_Excerpt provided:_
________
When Susan Lynette Hughes felt a sting on her buttocks while she stood near East 11th and Mill July 10, at first she thought it was a bee sting. Then the men she was talking to started feeling stings, and she realized they were being shot with BBs.

Hughes, who is unhoused, says she had heard of college students shooting homeless people with BB guns, but she and the men standing with her were still shocked and angry. The men and the shooter exchanged shouts, and Hughes says she wanted to prevent the situation from escalating.

“I said, ‘Let’s not all go to jail. Why don’t we call the police — because this is really breaking the law — and get it handled?’” Hughes recalls.

Hughes called the police, who responded and cited the shooter, UO student Ryan Bax, who received 12 days of road crew and a year of probation. Hughes’ sister, Amber Jade, says she thinks Hughes’ decision to call the police was protective of both the homeless and the shooter. “That could be the very thing that could take this guy from where he was going to go in five years — just a real pivot point,” Jade says.

Hughes says she was very satisfied with the police response to the incident. “The other people were so impressed with how the police handled it that it opened up a lot of doors for police communication with the homeless,” she says.

Hughes says there’s no good reason the shooting needed to happen. “It’s almost like in all societies you have to have a hate and a worship,” she says, and the homeless are what some people hate.

Jade says she thinks that a contributing factor is that people who are homeless are only seen as homeless instead of homeless plus all the other things they are. She ticks off all the things her sister does that are more important than where she sleeps: Hughes trains animals; she taught herself intricate details about exotic plants from a book; she’s competed in track and danced ballet; she humanely traps feral cats to have them spayed, then makes sure they’re fed for years.

She says that her petite sister pushes a heavy cart around Eugene, filling it with items she knows others need. “Susan has always done that. You can see the bags that she’s got. Some of them go in White Bird — clothes to go in the box. Some of them are for somebody who said they needed or liked a blue sweatshirt and she’s found one. All these bags around here contain things mostly marked for people. She’s always very generous.”

Hughes says she still feels pretty safe in the campus area, and that people can get hurt even behind locked doors with weapons. “So having the faith and believing in a higher being, being spiritual and smiling are a lot of the weapons I carry,” she says. “It helps. And when things aren’t right, somebody has to step forward.”
________
_Data:_
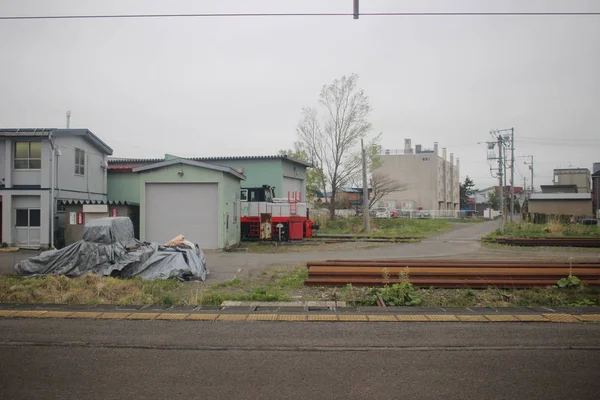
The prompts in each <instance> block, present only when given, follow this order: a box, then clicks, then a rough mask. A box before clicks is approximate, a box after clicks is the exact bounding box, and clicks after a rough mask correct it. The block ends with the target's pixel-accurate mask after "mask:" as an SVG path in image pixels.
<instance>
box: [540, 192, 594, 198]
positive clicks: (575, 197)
mask: <svg viewBox="0 0 600 400" xmlns="http://www.w3.org/2000/svg"><path fill="white" fill-rule="evenodd" d="M591 199H592V194H591V193H532V194H531V197H530V198H529V200H591Z"/></svg>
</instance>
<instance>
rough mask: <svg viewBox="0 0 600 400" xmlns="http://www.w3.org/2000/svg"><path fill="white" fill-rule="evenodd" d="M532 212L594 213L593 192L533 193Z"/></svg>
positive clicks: (568, 214) (552, 214) (578, 214)
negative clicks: (592, 200) (590, 192)
mask: <svg viewBox="0 0 600 400" xmlns="http://www.w3.org/2000/svg"><path fill="white" fill-rule="evenodd" d="M529 213H530V214H548V215H573V216H576V217H578V216H581V217H587V216H591V215H592V194H591V193H533V194H532V195H531V196H530V198H529Z"/></svg>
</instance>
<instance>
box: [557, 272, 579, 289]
mask: <svg viewBox="0 0 600 400" xmlns="http://www.w3.org/2000/svg"><path fill="white" fill-rule="evenodd" d="M583 285H584V283H583V282H581V280H580V279H579V278H578V277H576V276H575V275H571V274H569V276H567V277H566V278H561V279H559V281H558V282H556V286H558V287H559V288H578V287H581V286H583Z"/></svg>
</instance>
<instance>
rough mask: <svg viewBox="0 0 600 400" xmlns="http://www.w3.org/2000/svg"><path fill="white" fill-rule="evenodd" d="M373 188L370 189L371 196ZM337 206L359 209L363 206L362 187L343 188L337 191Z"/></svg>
mask: <svg viewBox="0 0 600 400" xmlns="http://www.w3.org/2000/svg"><path fill="white" fill-rule="evenodd" d="M370 194H371V189H369V196H370ZM335 197H336V202H337V203H338V205H337V208H342V209H348V210H350V209H352V210H358V209H360V208H361V207H362V199H363V189H362V188H343V189H340V190H339V191H338V192H337V193H336V196H335Z"/></svg>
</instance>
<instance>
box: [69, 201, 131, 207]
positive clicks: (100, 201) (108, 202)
mask: <svg viewBox="0 0 600 400" xmlns="http://www.w3.org/2000/svg"><path fill="white" fill-rule="evenodd" d="M60 202H61V203H62V204H68V205H71V204H107V205H109V206H139V203H133V202H130V201H120V200H111V201H104V200H61V201H60Z"/></svg>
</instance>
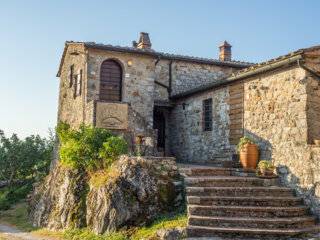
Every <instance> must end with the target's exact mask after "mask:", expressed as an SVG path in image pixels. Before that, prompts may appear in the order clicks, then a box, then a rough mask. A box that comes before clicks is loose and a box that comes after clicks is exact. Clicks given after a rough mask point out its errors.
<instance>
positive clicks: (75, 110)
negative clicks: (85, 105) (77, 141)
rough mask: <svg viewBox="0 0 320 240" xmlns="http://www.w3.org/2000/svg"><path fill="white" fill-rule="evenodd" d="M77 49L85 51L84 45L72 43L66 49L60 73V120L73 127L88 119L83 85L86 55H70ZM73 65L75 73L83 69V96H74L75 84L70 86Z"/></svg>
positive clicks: (59, 112) (85, 60)
mask: <svg viewBox="0 0 320 240" xmlns="http://www.w3.org/2000/svg"><path fill="white" fill-rule="evenodd" d="M75 51H77V52H84V47H83V45H81V44H71V45H69V47H68V48H67V51H66V55H65V59H64V63H63V65H62V69H61V75H60V88H59V104H58V121H63V122H67V123H69V124H70V125H71V126H73V127H78V126H79V125H80V124H81V123H82V122H84V121H85V120H86V118H85V111H86V106H85V104H84V101H83V96H84V95H83V89H84V87H83V86H84V83H85V81H86V78H85V77H86V56H85V55H84V54H80V55H70V53H72V52H75ZM71 65H74V74H78V73H79V71H80V69H82V70H83V74H82V95H81V96H76V97H74V91H75V89H74V84H73V85H72V86H70V79H69V71H70V66H71Z"/></svg>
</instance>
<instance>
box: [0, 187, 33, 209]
mask: <svg viewBox="0 0 320 240" xmlns="http://www.w3.org/2000/svg"><path fill="white" fill-rule="evenodd" d="M31 190H32V185H31V184H24V185H15V186H12V187H4V188H1V189H0V210H7V209H9V208H10V206H11V205H13V204H16V203H17V202H19V201H20V200H22V199H24V198H26V196H27V195H28V193H29V192H30V191H31Z"/></svg>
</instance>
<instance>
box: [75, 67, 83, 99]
mask: <svg viewBox="0 0 320 240" xmlns="http://www.w3.org/2000/svg"><path fill="white" fill-rule="evenodd" d="M75 79H76V82H75V85H74V97H77V96H80V95H81V90H82V89H81V86H82V69H80V70H79V73H78V74H77V76H76V78H75Z"/></svg>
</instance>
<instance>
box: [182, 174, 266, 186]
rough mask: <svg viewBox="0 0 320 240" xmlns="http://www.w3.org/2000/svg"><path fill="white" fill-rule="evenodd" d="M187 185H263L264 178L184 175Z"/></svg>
mask: <svg viewBox="0 0 320 240" xmlns="http://www.w3.org/2000/svg"><path fill="white" fill-rule="evenodd" d="M185 184H186V186H187V187H189V186H194V187H235V186H236V187H249V186H263V185H264V180H263V179H260V178H256V177H235V176H201V177H186V178H185Z"/></svg>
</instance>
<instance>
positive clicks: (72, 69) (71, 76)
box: [68, 64, 74, 88]
mask: <svg viewBox="0 0 320 240" xmlns="http://www.w3.org/2000/svg"><path fill="white" fill-rule="evenodd" d="M73 77H74V65H73V64H72V65H71V66H70V68H69V77H68V80H69V88H71V87H72V85H73Z"/></svg>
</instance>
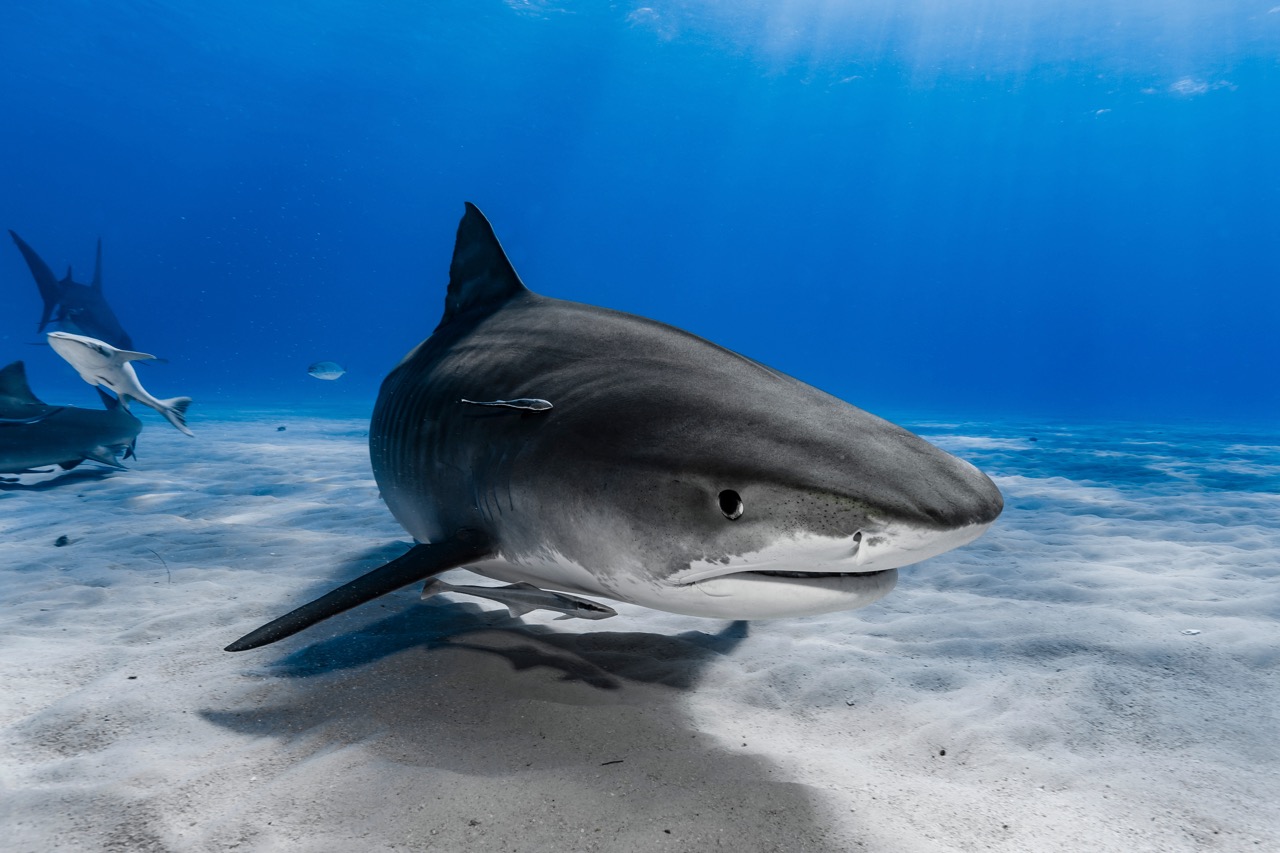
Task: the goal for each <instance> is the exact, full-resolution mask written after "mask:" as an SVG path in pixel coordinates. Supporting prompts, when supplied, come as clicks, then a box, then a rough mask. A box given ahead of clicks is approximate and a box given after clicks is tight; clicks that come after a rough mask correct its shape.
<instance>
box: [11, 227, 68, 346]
mask: <svg viewBox="0 0 1280 853" xmlns="http://www.w3.org/2000/svg"><path fill="white" fill-rule="evenodd" d="M9 236H10V237H13V242H14V243H17V245H18V251H19V252H22V257H23V260H26V261H27V268H28V269H29V270H31V274H32V277H33V278H35V279H36V287H37V288H40V298H41V300H42V301H44V302H45V307H44V310H42V311H41V313H40V327H37V328H36V332H44V330H45V327H46V325H49V320H50V319H52V316H54V309H55V307H58V301H59V300H60V298H61V292H63V288H61V286H59V283H58V278H56V277H55V275H54V270H51V269H49V264H46V263H45V261H44V260H41V257H40V255H37V254H36V250H35V248H32V247H31V246H28V245H27V243H26V241H23V238H22V237H19V236H18V234H15V233H13V232H12V231H10V232H9Z"/></svg>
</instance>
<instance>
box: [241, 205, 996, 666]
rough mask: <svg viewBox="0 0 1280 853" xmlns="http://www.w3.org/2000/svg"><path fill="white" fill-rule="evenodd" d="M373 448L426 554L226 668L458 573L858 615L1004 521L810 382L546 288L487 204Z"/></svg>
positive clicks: (381, 570) (723, 609)
mask: <svg viewBox="0 0 1280 853" xmlns="http://www.w3.org/2000/svg"><path fill="white" fill-rule="evenodd" d="M463 401H468V402H470V403H475V402H486V401H493V402H495V403H498V405H497V406H493V407H484V406H476V405H468V402H463ZM503 401H507V402H508V403H509V402H513V401H539V402H545V403H548V405H547V406H545V407H541V406H530V405H516V406H511V405H503ZM369 452H370V459H371V461H372V469H374V476H375V479H376V480H378V485H379V488H380V491H381V494H383V498H384V500H385V501H387V505H388V507H390V511H392V514H393V515H394V516H396V519H397V520H398V521H399V523H401V525H403V528H404V529H406V530H408V532H410V533H411V534H412V535H413V538H415V539H416V540H417V542H420V543H424V544H417V546H415V547H413V548H411V549H410V551H408V552H407V553H404V555H403V556H401V557H399V558H397V560H393V561H392V562H389V564H387V565H385V566H381V567H380V569H375V570H374V571H371V573H369V574H366V575H364V576H361V578H358V579H356V580H353V581H351V583H348V584H346V585H343V587H339V588H338V589H335V590H333V592H330V593H328V594H325V596H323V597H320V598H319V599H316V601H314V602H311V603H308V605H303V606H302V607H298V608H297V610H294V611H292V612H291V613H287V615H284V616H282V617H279V619H276V620H275V621H273V622H269V624H268V625H264V626H262V628H260V629H257V630H255V631H252V633H250V634H247V635H246V637H243V638H241V639H239V640H237V642H236V643H232V644H230V646H228V647H227V649H228V651H232V652H238V651H244V649H248V648H256V647H259V646H264V644H266V643H271V642H275V640H278V639H280V638H283V637H288V635H291V634H293V633H296V631H300V630H302V629H303V628H306V626H308V625H312V624H315V622H317V621H320V620H323V619H328V617H329V616H333V615H334V613H338V612H342V611H344V610H347V608H349V607H353V606H356V605H360V603H362V602H366V601H370V599H372V598H375V597H378V596H381V594H384V593H388V592H392V590H394V589H397V588H399V587H403V585H407V584H410V583H413V581H416V580H422V579H425V578H429V576H431V575H435V574H439V573H440V571H444V570H447V569H452V567H456V566H467V567H468V569H471V570H472V571H476V573H479V574H481V575H485V576H489V578H494V579H497V580H504V581H508V583H529V584H532V585H535V587H538V588H543V589H556V590H561V592H570V593H582V594H588V596H599V597H603V598H611V599H614V601H623V602H631V603H636V605H643V606H646V607H653V608H657V610H664V611H669V612H676V613H689V615H694V616H712V617H719V619H769V617H781V616H800V615H806V613H822V612H831V611H840V610H850V608H855V607H861V606H864V605H868V603H870V602H873V601H876V599H877V598H879V597H882V596H884V594H886V593H888V592H890V590H891V589H892V588H893V584H895V581H896V578H897V573H896V569H897V567H899V566H905V565H909V564H913V562H919V561H920V560H925V558H928V557H932V556H936V555H940V553H942V552H945V551H948V549H951V548H955V547H957V546H961V544H965V543H968V542H972V540H973V539H975V538H978V537H979V535H982V533H983V532H984V530H986V529H987V528H988V526H989V525H991V524H992V521H995V519H996V516H998V515H1000V511H1001V508H1002V506H1004V501H1002V498H1001V496H1000V491H998V489H997V488H996V487H995V484H993V483H992V482H991V480H989V479H988V478H987V476H986V475H984V474H982V473H980V471H979V470H978V469H975V467H974V466H973V465H970V464H968V462H965V461H961V460H959V459H956V457H954V456H951V455H948V453H946V452H943V451H942V450H940V448H937V447H934V446H932V444H929V443H928V442H925V441H924V439H922V438H919V437H916V435H914V434H911V433H909V432H908V430H905V429H902V428H901V427H896V425H893V424H891V423H888V421H884V420H881V419H879V418H876V416H874V415H870V414H868V412H865V411H861V410H860V409H855V407H854V406H850V405H849V403H846V402H844V401H841V400H837V398H835V397H832V396H829V394H826V393H823V392H820V391H818V389H815V388H813V387H810V386H806V384H804V383H801V382H799V380H796V379H792V378H791V377H787V375H785V374H781V373H778V371H776V370H772V369H769V368H767V366H764V365H762V364H759V362H756V361H751V360H750V359H746V357H744V356H740V355H737V353H735V352H731V351H728V350H724V348H722V347H718V346H716V345H713V343H709V342H707V341H704V339H701V338H698V337H695V336H692V334H689V333H687V332H681V330H680V329H675V328H672V327H668V325H663V324H660V323H655V321H653V320H646V319H643V318H637V316H632V315H628V314H621V313H618V311H611V310H608V309H602V307H594V306H589V305H580V304H576V302H566V301H561V300H553V298H548V297H544V296H539V295H536V293H532V292H530V291H529V289H526V288H525V286H524V283H522V282H521V280H520V278H518V277H517V275H516V272H515V269H513V268H512V266H511V263H509V261H508V260H507V256H506V254H504V252H503V250H502V246H500V245H499V243H498V240H497V237H495V236H494V233H493V229H492V227H490V225H489V222H488V220H486V219H485V218H484V215H481V213H480V211H479V210H477V209H476V207H475V206H472V205H470V204H467V206H466V214H465V215H463V218H462V223H461V224H460V227H458V237H457V245H456V247H454V251H453V264H452V266H451V268H449V287H448V293H447V295H445V300H444V316H443V319H442V320H440V324H439V325H438V327H436V328H435V332H434V333H433V334H431V337H429V338H428V339H426V341H424V342H422V343H420V345H419V346H417V347H416V348H415V350H413V351H412V352H410V353H408V356H406V357H404V360H403V361H401V364H399V365H398V366H397V368H396V369H394V370H392V373H390V374H389V375H388V377H387V379H385V380H384V382H383V386H381V391H380V393H379V396H378V402H376V405H375V409H374V416H372V421H371V423H370V430H369Z"/></svg>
________
_Exercise instructions:_
- a) Return the part of the article about the BB gun shooting that starts with the words containing "Hughes says she was" and ends with "some people hate.", copied word for word.
- b) Locate every line of the records that contains the string "given", treating uppercase and lowercase as different, and copy each of those lines in full.

_Problem solutions:_
- a)
Hughes says she was very satisfied with the police response to the incident. “The other people were so impressed with how the police handled it that it opened up a lot of doors for police communication with the homeless,” she says.

Hughes says there’s no good reason the shooting needed to happen. “It’s almost like in all societies you have to have a hate and a worship,” she says, and the homeless are what some people hate.

- b)
The prompts in each <instance> block, present only when given, follow this order: a box, then clicks, then a rough mask. A box before clicks is approximate, a box after clicks is the exact bounding box, and clicks after a rough mask correct it. The block ends with the target's pixel-accurate mask after "mask:" as an SVG path in image pixels.
Every <instance> must end with the target's exact mask after "mask:", expressed as an SVG path in image pixels. Before that, prompts may appear in the order clicks, then a box, then a rough mask. A box that comes before clicks is loose and a box that comes after clicks is exact. Clicks given after a rough mask point out its errors.
Task: the goal for each <instance> is the exact, full-resolution mask written after "mask:" as an SVG path in pixel coordinates. Supporting prompts, when supplied, come as clicks, then a box, then a rough mask. A box given ahead of clicks is approximate and a box given after clicks is tight; clicks that come after a rough mask correct its shape.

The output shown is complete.